▶ **Task objective**
Across the records, find how many lines include the string "traditional" and answer with only the figure.

▶ **Records supplied**
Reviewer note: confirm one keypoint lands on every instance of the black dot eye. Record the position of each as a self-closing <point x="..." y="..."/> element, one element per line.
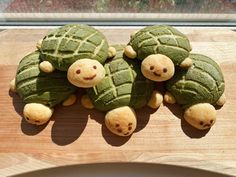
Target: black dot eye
<point x="151" y="67"/>
<point x="164" y="70"/>
<point x="78" y="71"/>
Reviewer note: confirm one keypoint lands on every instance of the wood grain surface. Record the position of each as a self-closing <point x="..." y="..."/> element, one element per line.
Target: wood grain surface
<point x="76" y="135"/>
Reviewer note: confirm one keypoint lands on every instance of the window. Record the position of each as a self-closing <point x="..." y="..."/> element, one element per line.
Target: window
<point x="118" y="12"/>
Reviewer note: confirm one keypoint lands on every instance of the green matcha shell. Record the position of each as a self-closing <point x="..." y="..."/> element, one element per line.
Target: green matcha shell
<point x="64" y="45"/>
<point x="161" y="39"/>
<point x="202" y="83"/>
<point x="35" y="86"/>
<point x="123" y="85"/>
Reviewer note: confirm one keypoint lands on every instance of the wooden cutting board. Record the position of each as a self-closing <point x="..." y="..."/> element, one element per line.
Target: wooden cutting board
<point x="76" y="135"/>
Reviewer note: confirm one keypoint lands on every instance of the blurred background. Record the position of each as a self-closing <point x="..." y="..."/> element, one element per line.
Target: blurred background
<point x="118" y="12"/>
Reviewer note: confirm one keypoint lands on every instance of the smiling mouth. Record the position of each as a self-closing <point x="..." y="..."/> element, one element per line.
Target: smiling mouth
<point x="156" y="74"/>
<point x="90" y="78"/>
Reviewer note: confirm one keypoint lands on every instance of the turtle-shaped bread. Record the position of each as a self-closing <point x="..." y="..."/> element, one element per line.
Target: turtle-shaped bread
<point x="197" y="89"/>
<point x="160" y="48"/>
<point x="41" y="91"/>
<point x="79" y="49"/>
<point x="122" y="90"/>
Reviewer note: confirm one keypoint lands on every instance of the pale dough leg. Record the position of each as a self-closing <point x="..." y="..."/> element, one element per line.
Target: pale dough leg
<point x="169" y="98"/>
<point x="188" y="62"/>
<point x="133" y="34"/>
<point x="121" y="121"/>
<point x="46" y="67"/>
<point x="36" y="113"/>
<point x="155" y="100"/>
<point x="201" y="116"/>
<point x="111" y="52"/>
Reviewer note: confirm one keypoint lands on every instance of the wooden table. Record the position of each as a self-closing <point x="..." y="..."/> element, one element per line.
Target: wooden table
<point x="76" y="136"/>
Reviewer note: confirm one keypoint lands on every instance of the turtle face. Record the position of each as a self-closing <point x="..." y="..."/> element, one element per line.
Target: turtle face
<point x="158" y="67"/>
<point x="85" y="73"/>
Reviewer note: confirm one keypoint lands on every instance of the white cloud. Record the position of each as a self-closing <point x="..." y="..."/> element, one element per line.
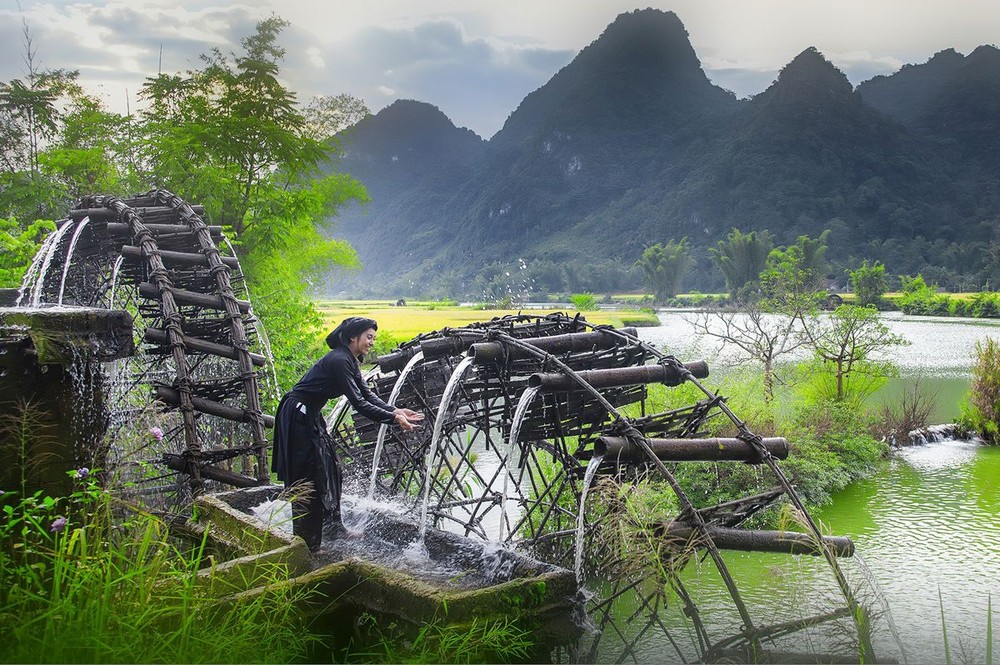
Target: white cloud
<point x="476" y="61"/>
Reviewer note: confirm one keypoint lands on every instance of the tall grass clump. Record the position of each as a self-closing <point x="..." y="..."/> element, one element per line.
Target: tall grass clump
<point x="81" y="581"/>
<point x="981" y="410"/>
<point x="482" y="640"/>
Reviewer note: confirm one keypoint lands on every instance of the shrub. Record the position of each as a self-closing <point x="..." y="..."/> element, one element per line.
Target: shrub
<point x="981" y="410"/>
<point x="78" y="584"/>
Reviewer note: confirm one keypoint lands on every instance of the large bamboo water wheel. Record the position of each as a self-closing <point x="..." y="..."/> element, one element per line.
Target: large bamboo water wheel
<point x="538" y="427"/>
<point x="186" y="409"/>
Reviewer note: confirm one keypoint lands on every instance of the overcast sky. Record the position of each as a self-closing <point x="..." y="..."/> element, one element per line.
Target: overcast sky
<point x="474" y="59"/>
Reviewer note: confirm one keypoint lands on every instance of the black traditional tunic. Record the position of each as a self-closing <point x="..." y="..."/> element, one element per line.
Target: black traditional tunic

▶ **Answer box**
2